■ **Working data**
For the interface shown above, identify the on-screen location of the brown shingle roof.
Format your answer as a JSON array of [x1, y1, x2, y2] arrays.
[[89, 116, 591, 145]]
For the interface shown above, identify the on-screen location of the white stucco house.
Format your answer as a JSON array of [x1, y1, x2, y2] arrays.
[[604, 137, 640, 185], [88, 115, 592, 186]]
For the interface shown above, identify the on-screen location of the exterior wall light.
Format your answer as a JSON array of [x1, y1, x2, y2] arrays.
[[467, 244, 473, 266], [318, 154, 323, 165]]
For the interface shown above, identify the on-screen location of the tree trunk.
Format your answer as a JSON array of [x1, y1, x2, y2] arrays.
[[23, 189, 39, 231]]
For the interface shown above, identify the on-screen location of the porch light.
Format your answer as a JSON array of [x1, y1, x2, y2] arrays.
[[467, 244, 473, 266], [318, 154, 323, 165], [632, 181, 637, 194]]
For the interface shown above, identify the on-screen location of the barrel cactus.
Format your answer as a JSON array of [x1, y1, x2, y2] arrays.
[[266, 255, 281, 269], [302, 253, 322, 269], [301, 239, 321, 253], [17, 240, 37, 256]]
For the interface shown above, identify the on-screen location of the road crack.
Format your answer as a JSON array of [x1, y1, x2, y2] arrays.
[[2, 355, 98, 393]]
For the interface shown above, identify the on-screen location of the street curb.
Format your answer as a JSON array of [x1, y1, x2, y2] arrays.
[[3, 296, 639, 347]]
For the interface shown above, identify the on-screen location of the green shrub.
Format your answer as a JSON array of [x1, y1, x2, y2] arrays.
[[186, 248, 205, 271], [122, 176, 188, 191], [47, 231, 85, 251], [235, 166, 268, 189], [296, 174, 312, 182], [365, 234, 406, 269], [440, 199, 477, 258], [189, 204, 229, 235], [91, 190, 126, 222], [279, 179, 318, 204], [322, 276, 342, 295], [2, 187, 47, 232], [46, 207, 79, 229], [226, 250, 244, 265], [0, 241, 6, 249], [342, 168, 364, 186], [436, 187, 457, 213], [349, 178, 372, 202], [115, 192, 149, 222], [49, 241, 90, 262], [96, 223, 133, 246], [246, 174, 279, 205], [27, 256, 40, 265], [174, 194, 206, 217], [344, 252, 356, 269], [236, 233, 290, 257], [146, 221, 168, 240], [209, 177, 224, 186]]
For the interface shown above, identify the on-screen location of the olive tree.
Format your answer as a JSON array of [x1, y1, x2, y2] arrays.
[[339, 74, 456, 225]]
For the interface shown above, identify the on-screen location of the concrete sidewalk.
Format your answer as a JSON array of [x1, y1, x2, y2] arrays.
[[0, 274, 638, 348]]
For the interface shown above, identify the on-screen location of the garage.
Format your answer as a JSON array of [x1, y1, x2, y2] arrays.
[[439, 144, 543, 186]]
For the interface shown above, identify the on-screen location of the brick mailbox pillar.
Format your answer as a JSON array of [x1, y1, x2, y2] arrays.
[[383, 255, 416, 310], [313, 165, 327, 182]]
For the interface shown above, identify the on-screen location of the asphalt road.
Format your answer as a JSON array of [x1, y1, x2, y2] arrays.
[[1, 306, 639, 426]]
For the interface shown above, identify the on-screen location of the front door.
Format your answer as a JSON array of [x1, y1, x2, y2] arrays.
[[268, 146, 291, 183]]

■ **Instructions for the task**
Please transcribe word for word the lines from the line with "the asphalt road." to the end of the material, both ends included.

■ **Result of this task**
For the interface shown above, identify the on-screen location of the asphalt road.
Format your answer as a JSON array of [x1, y1, x2, y2] arrays.
[[1, 306, 639, 426]]
For the interface shown above, identify the on-screen location of the front door.
Format your answer as a JSON array of [x1, y1, x2, y2] arrays.
[[268, 146, 291, 183]]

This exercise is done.